Task prompt
Return the lines beginning at the one that contains "Study the picture above. For each instance of the girl's dark" and continuing to the end of the entries, including both ends, exactly as written and nothing else.

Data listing
··········
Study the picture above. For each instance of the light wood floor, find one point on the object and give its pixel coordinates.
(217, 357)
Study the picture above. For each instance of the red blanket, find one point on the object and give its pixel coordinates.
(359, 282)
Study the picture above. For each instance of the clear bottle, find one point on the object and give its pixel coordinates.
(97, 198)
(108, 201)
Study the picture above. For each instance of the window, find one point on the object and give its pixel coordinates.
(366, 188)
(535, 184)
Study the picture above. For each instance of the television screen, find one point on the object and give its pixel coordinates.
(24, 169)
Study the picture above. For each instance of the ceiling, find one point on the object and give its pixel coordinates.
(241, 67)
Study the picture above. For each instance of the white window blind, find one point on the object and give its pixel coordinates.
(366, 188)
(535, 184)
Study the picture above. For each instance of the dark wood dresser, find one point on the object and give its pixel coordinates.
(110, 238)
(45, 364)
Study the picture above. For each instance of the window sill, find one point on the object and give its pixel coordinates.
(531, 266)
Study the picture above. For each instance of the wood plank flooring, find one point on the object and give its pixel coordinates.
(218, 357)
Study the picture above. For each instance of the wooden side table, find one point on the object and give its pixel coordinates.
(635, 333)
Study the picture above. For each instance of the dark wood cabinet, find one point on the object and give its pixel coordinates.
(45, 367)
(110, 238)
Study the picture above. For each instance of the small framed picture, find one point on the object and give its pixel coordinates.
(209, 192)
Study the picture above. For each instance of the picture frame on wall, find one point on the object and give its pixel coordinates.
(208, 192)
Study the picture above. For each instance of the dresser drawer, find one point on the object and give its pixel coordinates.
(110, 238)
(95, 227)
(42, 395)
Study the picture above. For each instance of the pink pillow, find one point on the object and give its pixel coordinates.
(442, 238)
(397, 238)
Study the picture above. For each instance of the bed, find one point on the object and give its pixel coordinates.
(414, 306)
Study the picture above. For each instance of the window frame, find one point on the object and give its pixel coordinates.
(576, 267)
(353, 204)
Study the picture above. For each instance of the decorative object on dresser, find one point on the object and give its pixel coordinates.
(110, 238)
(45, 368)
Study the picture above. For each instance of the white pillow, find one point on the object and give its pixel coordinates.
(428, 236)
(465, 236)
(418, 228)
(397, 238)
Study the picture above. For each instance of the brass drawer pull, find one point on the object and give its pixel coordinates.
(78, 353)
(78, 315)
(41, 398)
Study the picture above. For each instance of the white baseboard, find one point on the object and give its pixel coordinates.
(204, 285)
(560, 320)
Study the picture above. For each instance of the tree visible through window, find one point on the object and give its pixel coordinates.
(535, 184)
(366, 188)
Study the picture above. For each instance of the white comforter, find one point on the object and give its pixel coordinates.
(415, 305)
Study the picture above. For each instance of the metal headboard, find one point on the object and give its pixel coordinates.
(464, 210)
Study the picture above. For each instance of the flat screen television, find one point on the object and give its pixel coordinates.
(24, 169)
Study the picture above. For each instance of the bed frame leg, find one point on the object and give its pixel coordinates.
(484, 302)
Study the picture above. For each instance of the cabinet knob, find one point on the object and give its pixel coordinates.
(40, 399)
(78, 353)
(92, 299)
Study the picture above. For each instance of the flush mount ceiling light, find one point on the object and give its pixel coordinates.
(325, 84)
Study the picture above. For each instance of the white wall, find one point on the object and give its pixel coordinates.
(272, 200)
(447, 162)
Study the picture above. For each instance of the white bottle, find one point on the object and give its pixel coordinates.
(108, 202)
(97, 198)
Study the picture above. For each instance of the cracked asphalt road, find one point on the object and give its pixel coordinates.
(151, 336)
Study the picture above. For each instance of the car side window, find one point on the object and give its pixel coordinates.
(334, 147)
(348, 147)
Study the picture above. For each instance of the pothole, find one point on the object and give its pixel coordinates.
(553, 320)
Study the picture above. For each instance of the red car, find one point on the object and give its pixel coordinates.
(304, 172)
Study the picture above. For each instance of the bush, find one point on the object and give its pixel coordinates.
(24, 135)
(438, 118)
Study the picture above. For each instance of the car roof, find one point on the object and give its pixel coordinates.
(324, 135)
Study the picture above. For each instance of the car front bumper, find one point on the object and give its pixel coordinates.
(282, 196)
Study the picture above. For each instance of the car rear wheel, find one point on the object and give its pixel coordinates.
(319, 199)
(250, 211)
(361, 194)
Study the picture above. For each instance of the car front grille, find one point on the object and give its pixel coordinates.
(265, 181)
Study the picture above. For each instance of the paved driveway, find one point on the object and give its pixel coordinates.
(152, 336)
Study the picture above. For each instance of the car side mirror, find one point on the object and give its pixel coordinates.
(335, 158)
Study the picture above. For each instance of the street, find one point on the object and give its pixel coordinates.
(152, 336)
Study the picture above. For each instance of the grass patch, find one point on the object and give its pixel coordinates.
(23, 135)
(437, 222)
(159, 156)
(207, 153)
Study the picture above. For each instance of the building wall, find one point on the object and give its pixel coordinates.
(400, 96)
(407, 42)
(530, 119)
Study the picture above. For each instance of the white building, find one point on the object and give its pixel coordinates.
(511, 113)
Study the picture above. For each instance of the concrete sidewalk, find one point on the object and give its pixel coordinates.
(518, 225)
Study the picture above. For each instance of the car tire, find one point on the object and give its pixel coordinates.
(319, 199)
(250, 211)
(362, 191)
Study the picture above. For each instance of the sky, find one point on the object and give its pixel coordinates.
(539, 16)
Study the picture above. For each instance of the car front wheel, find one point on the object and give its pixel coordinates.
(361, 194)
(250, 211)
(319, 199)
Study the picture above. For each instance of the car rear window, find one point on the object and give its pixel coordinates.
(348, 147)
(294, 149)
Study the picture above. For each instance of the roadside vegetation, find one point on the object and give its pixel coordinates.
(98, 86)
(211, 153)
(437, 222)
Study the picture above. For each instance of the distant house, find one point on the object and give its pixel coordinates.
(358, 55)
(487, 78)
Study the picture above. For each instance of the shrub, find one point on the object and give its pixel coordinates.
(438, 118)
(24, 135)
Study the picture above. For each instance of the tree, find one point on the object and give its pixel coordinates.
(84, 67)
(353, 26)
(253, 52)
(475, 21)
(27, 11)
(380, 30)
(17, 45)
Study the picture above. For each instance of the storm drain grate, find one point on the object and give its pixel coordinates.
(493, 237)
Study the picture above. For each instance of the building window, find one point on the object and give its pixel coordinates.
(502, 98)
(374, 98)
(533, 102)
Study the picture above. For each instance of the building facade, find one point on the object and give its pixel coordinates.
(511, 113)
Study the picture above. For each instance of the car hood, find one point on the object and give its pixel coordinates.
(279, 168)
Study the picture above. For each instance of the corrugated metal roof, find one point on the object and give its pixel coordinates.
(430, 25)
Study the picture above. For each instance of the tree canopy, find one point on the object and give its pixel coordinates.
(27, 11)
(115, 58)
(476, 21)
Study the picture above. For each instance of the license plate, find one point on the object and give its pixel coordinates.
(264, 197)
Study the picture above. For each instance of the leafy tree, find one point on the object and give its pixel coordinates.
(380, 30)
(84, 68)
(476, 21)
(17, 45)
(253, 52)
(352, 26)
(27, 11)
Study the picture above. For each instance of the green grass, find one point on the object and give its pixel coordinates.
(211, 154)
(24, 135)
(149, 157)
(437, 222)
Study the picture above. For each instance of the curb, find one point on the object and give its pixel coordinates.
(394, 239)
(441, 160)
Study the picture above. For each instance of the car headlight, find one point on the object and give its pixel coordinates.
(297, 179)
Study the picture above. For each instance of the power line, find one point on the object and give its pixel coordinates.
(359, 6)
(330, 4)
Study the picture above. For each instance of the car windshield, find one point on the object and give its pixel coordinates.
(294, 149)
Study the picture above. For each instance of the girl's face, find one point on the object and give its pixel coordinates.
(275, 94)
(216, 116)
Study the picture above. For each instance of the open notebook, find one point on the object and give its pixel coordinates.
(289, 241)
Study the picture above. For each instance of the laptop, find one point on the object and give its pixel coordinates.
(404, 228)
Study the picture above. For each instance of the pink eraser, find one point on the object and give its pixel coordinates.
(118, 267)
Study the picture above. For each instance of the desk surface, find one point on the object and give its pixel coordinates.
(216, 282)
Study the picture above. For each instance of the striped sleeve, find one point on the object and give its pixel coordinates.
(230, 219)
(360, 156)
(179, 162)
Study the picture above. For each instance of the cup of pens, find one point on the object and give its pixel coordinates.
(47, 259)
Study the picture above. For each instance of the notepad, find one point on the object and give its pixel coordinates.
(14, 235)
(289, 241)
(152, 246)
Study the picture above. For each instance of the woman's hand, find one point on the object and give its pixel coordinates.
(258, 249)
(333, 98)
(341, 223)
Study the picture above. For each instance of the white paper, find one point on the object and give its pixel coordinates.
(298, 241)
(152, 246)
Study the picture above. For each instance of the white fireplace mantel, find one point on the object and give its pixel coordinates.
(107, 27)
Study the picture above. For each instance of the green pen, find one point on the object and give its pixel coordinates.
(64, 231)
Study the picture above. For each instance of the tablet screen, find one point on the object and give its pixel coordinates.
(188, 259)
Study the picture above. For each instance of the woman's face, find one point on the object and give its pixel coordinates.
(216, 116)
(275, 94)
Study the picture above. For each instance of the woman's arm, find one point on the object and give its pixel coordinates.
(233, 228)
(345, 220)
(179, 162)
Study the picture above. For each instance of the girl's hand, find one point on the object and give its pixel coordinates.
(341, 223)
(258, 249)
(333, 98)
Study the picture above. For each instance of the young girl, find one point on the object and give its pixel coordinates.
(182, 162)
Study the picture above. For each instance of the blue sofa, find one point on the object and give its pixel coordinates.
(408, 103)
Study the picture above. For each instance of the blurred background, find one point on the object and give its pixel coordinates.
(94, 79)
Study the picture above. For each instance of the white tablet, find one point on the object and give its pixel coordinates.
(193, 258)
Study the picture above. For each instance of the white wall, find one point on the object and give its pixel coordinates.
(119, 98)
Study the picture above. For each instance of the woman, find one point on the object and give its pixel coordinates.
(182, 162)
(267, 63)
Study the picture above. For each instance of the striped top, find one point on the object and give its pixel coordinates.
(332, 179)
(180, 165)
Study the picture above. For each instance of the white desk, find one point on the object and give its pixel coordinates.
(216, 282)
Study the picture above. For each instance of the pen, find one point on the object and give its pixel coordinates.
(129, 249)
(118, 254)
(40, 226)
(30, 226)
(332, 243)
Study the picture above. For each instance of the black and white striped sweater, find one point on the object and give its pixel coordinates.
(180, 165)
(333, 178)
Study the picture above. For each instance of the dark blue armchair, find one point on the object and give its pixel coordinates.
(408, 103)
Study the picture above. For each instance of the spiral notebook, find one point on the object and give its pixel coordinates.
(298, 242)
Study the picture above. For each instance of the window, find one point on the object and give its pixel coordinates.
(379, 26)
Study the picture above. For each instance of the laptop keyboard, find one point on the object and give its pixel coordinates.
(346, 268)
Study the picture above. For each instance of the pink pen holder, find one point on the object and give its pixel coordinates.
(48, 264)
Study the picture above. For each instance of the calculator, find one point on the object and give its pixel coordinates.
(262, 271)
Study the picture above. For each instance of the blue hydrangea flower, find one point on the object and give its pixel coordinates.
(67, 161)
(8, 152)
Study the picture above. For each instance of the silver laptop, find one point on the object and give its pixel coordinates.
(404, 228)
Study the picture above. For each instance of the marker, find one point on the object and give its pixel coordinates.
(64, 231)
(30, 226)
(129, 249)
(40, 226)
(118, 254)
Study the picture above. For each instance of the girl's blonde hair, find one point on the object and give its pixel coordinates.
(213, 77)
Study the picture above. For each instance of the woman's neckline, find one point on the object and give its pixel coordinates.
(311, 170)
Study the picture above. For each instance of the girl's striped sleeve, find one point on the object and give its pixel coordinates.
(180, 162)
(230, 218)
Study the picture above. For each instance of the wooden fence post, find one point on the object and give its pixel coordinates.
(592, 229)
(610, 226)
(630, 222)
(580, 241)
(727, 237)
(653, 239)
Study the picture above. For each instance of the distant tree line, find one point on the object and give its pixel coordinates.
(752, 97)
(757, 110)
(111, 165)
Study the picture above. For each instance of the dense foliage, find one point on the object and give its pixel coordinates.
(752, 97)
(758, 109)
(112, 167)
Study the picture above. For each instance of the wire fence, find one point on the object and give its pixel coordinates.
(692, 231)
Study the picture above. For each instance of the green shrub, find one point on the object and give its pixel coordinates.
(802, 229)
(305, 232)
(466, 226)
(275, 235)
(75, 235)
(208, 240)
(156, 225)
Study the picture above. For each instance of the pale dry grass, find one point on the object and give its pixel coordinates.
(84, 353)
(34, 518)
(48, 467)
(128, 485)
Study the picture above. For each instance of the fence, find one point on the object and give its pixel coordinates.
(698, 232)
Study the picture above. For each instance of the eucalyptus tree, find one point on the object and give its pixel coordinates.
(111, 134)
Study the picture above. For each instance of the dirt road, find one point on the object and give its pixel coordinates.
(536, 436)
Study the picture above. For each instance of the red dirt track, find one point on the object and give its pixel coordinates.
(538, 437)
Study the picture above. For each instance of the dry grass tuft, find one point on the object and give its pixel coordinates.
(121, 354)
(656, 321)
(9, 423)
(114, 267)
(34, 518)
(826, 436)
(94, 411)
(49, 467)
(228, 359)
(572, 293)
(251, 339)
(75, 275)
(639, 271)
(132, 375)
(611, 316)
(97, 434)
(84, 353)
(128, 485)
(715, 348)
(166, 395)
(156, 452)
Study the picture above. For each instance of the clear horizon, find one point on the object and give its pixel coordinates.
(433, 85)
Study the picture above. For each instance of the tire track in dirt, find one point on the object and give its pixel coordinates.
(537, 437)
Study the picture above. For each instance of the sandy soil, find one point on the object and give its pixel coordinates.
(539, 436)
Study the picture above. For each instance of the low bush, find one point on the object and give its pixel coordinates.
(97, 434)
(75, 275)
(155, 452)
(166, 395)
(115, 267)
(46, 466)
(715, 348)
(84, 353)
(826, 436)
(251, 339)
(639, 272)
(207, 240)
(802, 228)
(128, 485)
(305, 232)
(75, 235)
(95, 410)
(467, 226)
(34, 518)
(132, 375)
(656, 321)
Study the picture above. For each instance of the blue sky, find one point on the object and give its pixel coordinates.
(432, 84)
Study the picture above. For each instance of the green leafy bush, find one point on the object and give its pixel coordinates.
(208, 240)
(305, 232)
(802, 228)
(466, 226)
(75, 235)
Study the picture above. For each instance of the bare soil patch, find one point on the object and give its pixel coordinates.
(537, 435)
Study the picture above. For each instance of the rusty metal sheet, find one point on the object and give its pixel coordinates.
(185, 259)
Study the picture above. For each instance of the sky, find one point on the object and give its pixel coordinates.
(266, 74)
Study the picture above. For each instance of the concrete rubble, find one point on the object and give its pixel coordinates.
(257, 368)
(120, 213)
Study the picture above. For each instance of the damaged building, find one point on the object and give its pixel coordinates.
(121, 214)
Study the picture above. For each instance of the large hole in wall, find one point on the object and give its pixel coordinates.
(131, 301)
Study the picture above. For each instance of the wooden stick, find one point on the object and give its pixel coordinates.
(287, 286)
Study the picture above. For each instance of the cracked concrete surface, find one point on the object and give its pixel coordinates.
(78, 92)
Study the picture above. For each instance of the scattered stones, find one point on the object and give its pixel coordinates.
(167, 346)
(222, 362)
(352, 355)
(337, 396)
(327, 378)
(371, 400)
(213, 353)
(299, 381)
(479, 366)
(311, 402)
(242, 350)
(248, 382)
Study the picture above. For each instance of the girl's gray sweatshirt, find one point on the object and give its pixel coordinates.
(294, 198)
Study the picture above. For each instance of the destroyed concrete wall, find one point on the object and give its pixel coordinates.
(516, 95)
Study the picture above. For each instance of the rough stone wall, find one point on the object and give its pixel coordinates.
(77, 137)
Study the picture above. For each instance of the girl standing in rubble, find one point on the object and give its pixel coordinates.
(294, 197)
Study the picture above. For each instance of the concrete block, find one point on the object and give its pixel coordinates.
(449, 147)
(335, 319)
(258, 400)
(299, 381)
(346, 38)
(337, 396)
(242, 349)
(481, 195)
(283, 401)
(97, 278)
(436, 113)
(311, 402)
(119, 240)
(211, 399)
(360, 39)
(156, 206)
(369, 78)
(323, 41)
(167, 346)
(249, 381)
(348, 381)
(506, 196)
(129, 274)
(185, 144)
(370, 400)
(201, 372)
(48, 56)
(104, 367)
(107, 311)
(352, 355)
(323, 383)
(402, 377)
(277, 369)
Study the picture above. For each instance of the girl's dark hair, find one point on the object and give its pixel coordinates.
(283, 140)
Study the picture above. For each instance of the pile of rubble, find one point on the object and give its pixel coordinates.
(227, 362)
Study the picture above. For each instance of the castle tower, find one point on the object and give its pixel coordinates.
··········
The solution
Study the picture above. For each instance of the girl's dark hair, find one point on the object and give its pixel coordinates.
(283, 140)
Study the picture above. For each instance of the pile of rubble, find one point on the object and give its pixel coordinates.
(227, 362)
Study the picture above. For each instance of the castle tower, find one point on the object and give its pixel coordinates.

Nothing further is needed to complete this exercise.